*WHAT NEEDS TO BE DONE*.
Retype everything in the listing, leaving each line exactly as it is.

───── EXTRACTED INFORMATION ─────

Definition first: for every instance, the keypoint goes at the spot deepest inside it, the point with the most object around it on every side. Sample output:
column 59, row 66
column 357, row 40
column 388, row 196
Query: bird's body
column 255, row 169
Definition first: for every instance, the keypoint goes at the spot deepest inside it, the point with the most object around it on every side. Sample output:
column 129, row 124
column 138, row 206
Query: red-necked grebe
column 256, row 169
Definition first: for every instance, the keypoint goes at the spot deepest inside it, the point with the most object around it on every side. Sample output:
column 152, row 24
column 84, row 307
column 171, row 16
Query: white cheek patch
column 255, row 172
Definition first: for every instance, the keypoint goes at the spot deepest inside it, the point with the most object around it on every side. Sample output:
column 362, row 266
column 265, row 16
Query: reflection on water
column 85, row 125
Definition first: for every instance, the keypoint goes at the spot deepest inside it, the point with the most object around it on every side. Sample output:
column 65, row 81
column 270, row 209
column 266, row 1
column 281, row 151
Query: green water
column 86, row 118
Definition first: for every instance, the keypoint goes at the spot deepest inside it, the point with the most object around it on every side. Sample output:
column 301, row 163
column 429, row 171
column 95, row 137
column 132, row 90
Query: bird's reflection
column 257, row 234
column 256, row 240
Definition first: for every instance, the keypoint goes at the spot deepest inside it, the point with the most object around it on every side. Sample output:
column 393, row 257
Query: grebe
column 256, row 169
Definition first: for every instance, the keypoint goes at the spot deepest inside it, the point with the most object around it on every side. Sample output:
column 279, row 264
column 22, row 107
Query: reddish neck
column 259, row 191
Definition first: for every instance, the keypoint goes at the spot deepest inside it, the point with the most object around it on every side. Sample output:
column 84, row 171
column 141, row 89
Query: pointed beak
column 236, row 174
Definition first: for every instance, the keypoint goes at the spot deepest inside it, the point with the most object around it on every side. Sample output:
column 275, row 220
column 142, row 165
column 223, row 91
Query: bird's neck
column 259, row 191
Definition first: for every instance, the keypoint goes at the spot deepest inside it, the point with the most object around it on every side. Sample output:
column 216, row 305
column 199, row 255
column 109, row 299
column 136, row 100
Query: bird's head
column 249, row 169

─────

*SOLUTION TO THIS TASK*.
Definition first: for every instance, the keypoint goes at the spot deepest inside it, the point with the most object around it on every side. Sample output:
column 59, row 66
column 357, row 40
column 388, row 196
Query: bird's body
column 255, row 169
Definition first: for every instance, the keypoint goes at the spot deepest inside it, the point with the most object around it on every side. Sample output:
column 129, row 124
column 138, row 206
Query: red-necked grebe
column 256, row 169
Definition first: for every instance, the keypoint goes at the spot deepest inside it, the point with the most object around it on every side. Sample output:
column 152, row 24
column 84, row 307
column 171, row 16
Query: white cheek patch
column 255, row 172
Definition first: for every instance, the keypoint goes at the spot deepest inside it, the point with the most object around it on every side. Sample output:
column 362, row 266
column 265, row 16
Query: reflection on water
column 85, row 125
Definition first: for every instance, the keypoint goes at the spot deepest inside it, the point with the most object around it on every side. Sample output:
column 65, row 81
column 270, row 209
column 266, row 1
column 281, row 151
Query: green water
column 86, row 118
Definition first: for every instance, the keypoint goes at the spot deepest inside it, the point with the most object around it on every side. Sample output:
column 301, row 163
column 429, row 171
column 95, row 137
column 132, row 90
Query: bird's reflection
column 257, row 234
column 256, row 240
Definition first: for every instance, the keypoint goes at the spot deepest inside it, the point with the most object around it on every side. Sample output:
column 393, row 257
Query: grebe
column 256, row 169
Definition first: for every instance, the keypoint goes at the spot deepest inside it, the point with the most object around it on every side. Sample output:
column 279, row 264
column 22, row 107
Query: reddish neck
column 259, row 191
Definition first: for every instance, the keypoint goes at the spot deepest inside it, the point with the most object around it on every side. Sample output:
column 84, row 171
column 141, row 89
Query: pointed beak
column 236, row 174
Definition first: for every instance, the keypoint goes at the spot deepest inside it, the point with the most object around it on every side. Sample output:
column 275, row 220
column 142, row 165
column 223, row 91
Query: bird's neck
column 259, row 191
Definition first: for every instance, the keypoint goes at the spot deepest inside it, the point with the most object around it on every side. Sample output:
column 216, row 305
column 199, row 255
column 109, row 299
column 136, row 100
Query: bird's head
column 249, row 169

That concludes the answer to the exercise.